Passage shown:
■ ■ ■ ■ ■
Things I've been reading
Aug. 11th, 2021 10:11 amMy backlog of half-written blog posts is getting out of control, so I'm ceding defeat on the standalone reviews I wanted to write. Here instead is a big ol' pile of thoughts about the books I've read lately. They're all very good books! Can't vouch for the quality of the thoughts.
Enemies to Lovers by Aster Glenn Gray /
osprey_archer
You guys, this was SO DAMN GOOD. Megan and Sarah are two passionate fans ofCaptain America: The Winter Soldier Made-Up Woobietastic Foeyay Cold War Thriller Show who hit it off with scorching chemistry irl, only to learn that they belong to rival fandom factions and that Sarah has said some very mean things about Megan's WIP on tumblr. Anyone who's ever been in a fandom with a Designated Woobie will be able to relate to their struggle, but it's even funnier if you're familiar with c. 2014-15 CATWS/Stucky fandom politics. Oh, the Woobie Winter Soldier Wars. How many promising young lives were lost in those terrible days? Historians are still counting.
I particularly enjoyed the one-sidedness of the enmity, and how Megan has been stewing away in wounded rage about the WIP review while Sarah barely even remembers writing it. It feels very true to the easy way feelings get hurt on social media, and to the countless rivers of blood that have flowed over when, where, how or even if it's okay to share critical thoughts about fanworks. The novella strikes a really skilful balance of capturing fandom discourse without wagging a finger at any one side or taking too strong a didactic stance (and the author is fannish, so the cheeky bits of mockery read very clearly as affectionate).
■ ■ ■ ■ ■
Given information:
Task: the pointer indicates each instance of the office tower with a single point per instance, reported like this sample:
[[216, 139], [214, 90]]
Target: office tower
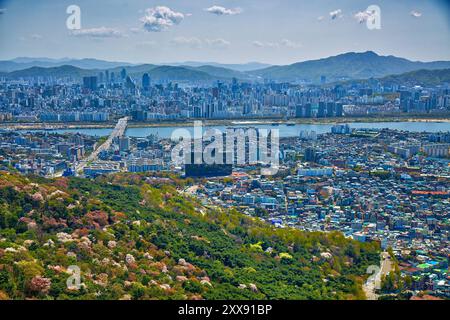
[[322, 110], [308, 110], [90, 83], [330, 109], [129, 83], [124, 143], [146, 82], [310, 155], [339, 109], [106, 76], [298, 111], [123, 74]]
■ ■ ■ ■ ■
Your goal: Reproduce the stretch of the reading post from "Enemies to Lovers" through "are still counting.", replacing "fandom" with "community". The material was drawn from a separate source.

Task solution:
Enemies to Lovers by Aster Glenn Gray /
osprey_archer
You guys, this was SO DAMN GOOD. Megan and Sarah are two passionate fans ofCaptain America: The Winter Soldier Made-Up Woobietastic Foeyay Cold War Thriller Show who hit it off with scorching chemistry irl, only to learn that they belong to rival community factions and that Sarah has said some very mean things about Megan's WIP on tumblr. Anyone who's ever been in a community with a Designated Woobie will be able to relate to their struggle, but it's even funnier if you're familiar with c. 2014-15 CATWS/Stucky community politics. Oh, the Woobie Winter Soldier Wars. How many promising young lives were lost in those terrible days? Historians are still counting.